## TASKS AND EXERCISES:
A – Please mark each statement about the tool-server text yes or no, quoting the words of the text that settle it: (i) the routing decision is made inside the tool; (ii) a new call from the same agent_id cancels that agent's prior in-flight task; (iii) Python docstrings are the single source of truth for what the LLM sees.
B – According to the tool-server text, in which file and at which lines is per-agent cancellation implemented?
C – Write the next part of the tool-server text, starting after its final sentence.

## TEXT PROVIDED:
Note: the same Python implementation is reused on both sides — the tool_server imports strix.tools and dispatches to the exact function the executor would have called locally. The routing decision happens at the caller, not the tool.

4. Transport Details

HTTP POST /execute request body:

{
  "agent_id": "agent_abc123",
  "tool_name": "terminal_execute",
  "kwargs": {"command": "nmap -sV target.tld", "timeout": 60}
}

Response:

{"result": { "stdout": "…", "exit_code": 0 }, "error": null}

Per-agent cancellation (runtime/tool_server.py:94-97): if the same agent_id submits a new call while a previous one is in-flight, the server cancels the prior task. This stops long-running tools from bleeding into the next iteration when the user interrupts.

5. Design Observations

Good ideas:

Schemas as data, not docstrings. XML files are the single source of truth for what the LLM sees; the Python functions can be refactored without touching the LLM contract.
Same code, two routes. Tools are routing-agnostic — they don't know if they're running locally or over HTTP, which keeps the implementation simple.
Per-agent cancellation in the server. Solves the "kill in-flight when user hits Esc" problem without needing a side-channel.
Screenshot-as-result. Cleanest multimodal integration — the agent asks for a click, gets back text + an image, and can reason over what appeared on screen without any extra tool.

Annotated photo localization data
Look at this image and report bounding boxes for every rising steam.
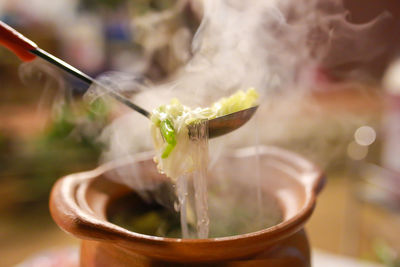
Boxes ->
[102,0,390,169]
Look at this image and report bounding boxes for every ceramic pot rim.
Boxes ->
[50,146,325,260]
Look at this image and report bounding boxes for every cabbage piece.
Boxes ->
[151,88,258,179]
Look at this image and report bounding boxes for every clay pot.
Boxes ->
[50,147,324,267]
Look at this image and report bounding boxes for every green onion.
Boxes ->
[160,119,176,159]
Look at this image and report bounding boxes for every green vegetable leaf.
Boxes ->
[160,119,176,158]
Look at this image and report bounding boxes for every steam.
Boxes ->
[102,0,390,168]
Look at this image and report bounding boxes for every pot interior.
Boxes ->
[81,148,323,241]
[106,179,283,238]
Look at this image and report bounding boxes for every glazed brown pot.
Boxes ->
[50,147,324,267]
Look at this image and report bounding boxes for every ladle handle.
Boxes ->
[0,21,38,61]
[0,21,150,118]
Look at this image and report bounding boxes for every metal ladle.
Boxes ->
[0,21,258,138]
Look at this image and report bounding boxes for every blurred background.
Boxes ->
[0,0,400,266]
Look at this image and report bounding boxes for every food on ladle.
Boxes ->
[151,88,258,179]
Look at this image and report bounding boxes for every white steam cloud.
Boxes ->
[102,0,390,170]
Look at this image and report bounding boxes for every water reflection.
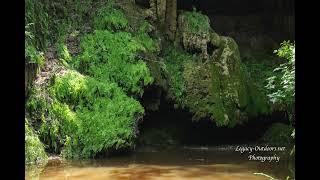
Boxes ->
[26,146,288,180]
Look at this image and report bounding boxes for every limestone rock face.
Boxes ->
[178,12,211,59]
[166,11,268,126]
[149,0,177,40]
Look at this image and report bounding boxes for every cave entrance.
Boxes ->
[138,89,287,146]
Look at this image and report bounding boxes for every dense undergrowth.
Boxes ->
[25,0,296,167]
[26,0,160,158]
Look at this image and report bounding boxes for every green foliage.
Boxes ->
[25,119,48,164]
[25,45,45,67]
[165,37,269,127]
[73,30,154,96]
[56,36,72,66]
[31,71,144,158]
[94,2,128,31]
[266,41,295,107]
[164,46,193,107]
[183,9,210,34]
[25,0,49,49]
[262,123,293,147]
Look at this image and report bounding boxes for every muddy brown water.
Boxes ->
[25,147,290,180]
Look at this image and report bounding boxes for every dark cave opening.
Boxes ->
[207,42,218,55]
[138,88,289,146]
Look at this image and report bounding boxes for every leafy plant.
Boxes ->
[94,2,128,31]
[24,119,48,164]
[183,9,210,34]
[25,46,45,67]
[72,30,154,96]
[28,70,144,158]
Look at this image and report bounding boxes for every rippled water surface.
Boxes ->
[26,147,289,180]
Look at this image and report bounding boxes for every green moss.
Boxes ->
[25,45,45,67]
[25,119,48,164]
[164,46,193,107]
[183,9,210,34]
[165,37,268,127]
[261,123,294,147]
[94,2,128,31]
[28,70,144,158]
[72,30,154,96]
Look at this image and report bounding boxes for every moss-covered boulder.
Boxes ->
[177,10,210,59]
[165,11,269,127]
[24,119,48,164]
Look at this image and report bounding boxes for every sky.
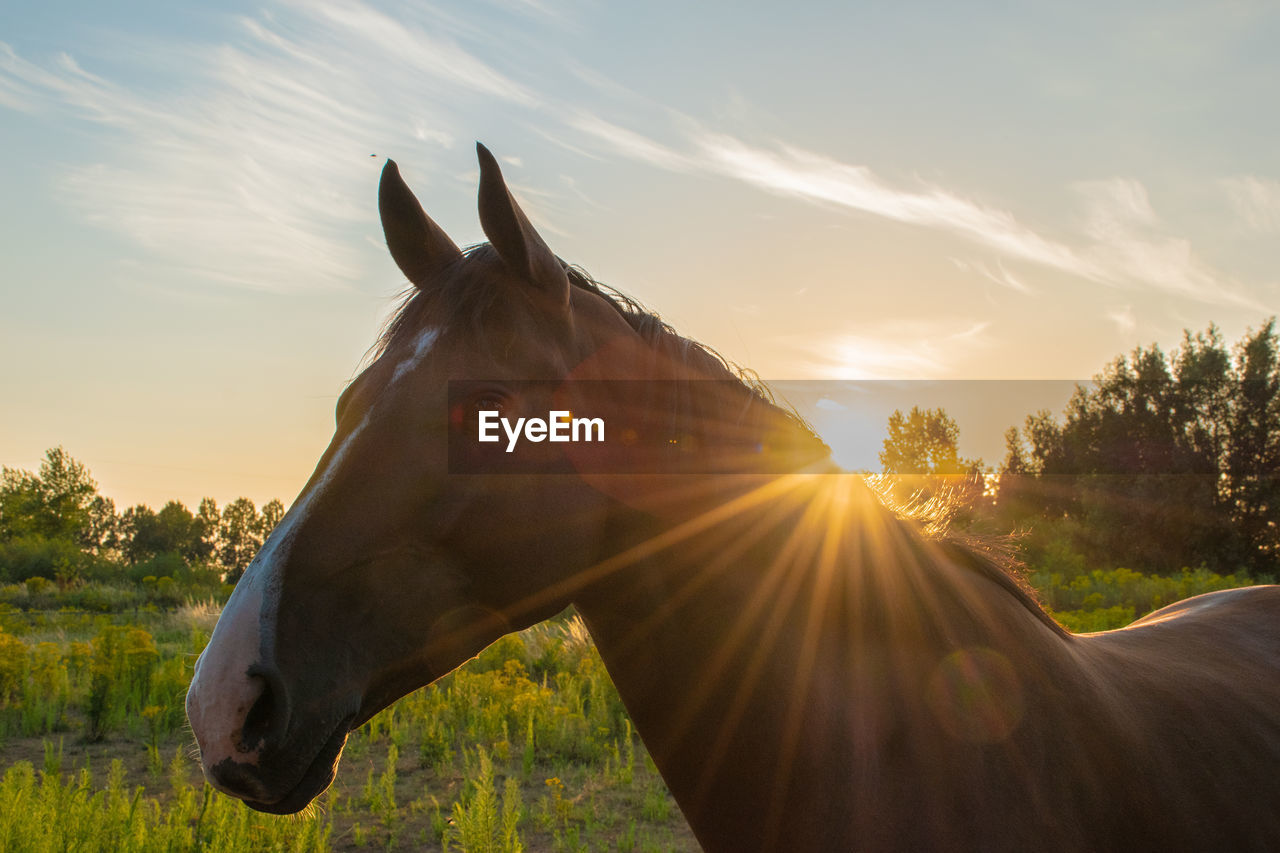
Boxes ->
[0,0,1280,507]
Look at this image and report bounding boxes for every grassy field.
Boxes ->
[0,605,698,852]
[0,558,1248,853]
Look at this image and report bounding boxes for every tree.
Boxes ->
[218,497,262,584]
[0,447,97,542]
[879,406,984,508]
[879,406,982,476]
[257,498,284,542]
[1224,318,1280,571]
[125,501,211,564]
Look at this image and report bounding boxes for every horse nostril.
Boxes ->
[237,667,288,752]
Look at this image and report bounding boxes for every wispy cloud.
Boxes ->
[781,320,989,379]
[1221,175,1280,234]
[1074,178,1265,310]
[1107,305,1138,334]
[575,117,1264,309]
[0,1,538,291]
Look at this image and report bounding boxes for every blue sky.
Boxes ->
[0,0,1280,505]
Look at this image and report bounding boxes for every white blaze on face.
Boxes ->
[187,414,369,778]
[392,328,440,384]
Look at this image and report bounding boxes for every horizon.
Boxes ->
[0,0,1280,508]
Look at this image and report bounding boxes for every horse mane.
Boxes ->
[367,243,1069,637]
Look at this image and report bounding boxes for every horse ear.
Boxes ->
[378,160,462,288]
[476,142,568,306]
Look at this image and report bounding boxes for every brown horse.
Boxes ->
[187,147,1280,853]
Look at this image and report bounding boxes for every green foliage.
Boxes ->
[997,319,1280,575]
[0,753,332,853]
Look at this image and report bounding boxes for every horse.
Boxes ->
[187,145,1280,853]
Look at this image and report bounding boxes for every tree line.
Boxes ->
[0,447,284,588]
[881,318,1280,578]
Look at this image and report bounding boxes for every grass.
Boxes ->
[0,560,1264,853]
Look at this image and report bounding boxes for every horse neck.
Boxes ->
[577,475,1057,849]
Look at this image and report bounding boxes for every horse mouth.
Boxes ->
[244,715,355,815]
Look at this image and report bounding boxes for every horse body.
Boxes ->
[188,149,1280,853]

## ANSWERS BY ITEM:
A –
(i) No: "The routing decision happens at the caller, not the tool."
(ii) Yes: "if the same agent_id submits a new call while a previous one is in-flight, the server cancels the prior task."
(iii) No: "XML files are the single source of truth for what the LLM sees"

B – runtime/tool_server.py, lines 94-97.

C –
Tool result truncation + XML wrap. Prevents huge tool outputs (a wordlist fuzz, a semgrep run) from blowing the context window while keeping machine-parseable structure.

Potential pitfalls:

Only the first tool call per message is honored. If the LLM reliably emits two (happens with some providers under pressure), the second is silently dropped. The parser at least stops early on </function> which minimizes waste, but no warning is emitted to the LLM.
Argument type coercion is generous. Passing a string where an int is expected sometimes succeeds, sometimes fails with a bare ValueError. A stricter pre-check with a helpful error message would probably improve the LLM's self-correction.
No circuit breaker on repeated tool errors. If a tool keeps failing (wrong path, bad syntax), the agent can burn iterations without the framework intervening.
Tool schemas live as XML alongside code but are not schema-checked against the function signature at import time. Drift between XML and Python is possible. A lightweight schema == signature test would catch this.